Así como vamos al cine o al teatro, a bailar a discotecas o a visitar museos, en la ciudad de Buenos Aires y en otras de las provincias, asistimos (o podríamos asistir) a ciclos de lectura de poesía. En los años 90, iba a las lecturas de poesía que organizaban Delfina Muschietti y Daniel Molina en el Centro Cultural Rojas. El ciclo se llamaba La Voz del Erizo y por allí pasaron, leyeron y recitaron sus poemas escritores hoy imprescindibles: Mirta Rosenberg, Arturo Carrera, Hugo Padeletti, Diana Bellessi. Si no recuerdo mal, se hacía los jueves a la noche. A veces llegaba solo y allí me encontraba con conocidos, amigos, compañeros de estudio con los que después cenábamos y comentábamos lo que habíamos escuchado. Ese ciclo duró diez años y, además de enriquecer la vida cultural de la ciudad, me hizo compañía.
"Como oyente me gusta ir a los ciclos porque son espacios de escucha y de socialización, donde se puede conocer a otros poetas y salir del lugar más rígido y formal que implica leer sus libros o blogs -dice la poeta Luciana Reif, que en 2016 publicó Entrada en calor-. En los ciclos aparecen los vínculos de cariño y otro tipo de relación que va más allá de la lectura de los libros." El Rayo Verde, organizado por los asistentes al taller de poesía de Osvaldo Bossi, es el ciclo de cabecera de Reif. "Voy casi religiosamente porque es un lugar donde se respeta mucho la voz de los que leen y se genera una escucha muy atenta. Al mismo tiempo es el lugar donde van mis amigos y conocidos, y compartir con ellos esas lecturas es poder seguir armando vínculos y socializando en torno a la literatura."

**INSTRUCCIONES A SEGUIR**. Por favor, enumera los escritores que, según el fragmento seleccionado de arriba, pasaron por el ciclo La Voz del Erizo y leyeron o recitaron allí sus poemas.

**SECCIÓN DE DATOS**.
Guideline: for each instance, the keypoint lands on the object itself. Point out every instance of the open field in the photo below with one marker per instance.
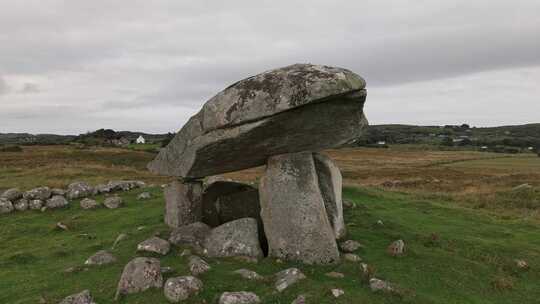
(462, 223)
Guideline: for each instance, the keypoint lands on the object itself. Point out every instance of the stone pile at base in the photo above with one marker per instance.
(282, 119)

**EN RESPUESTA**.
- Mirta Rosenberg
- Arturo Carrera
- Hugo Padeletti
- Diana Bellessi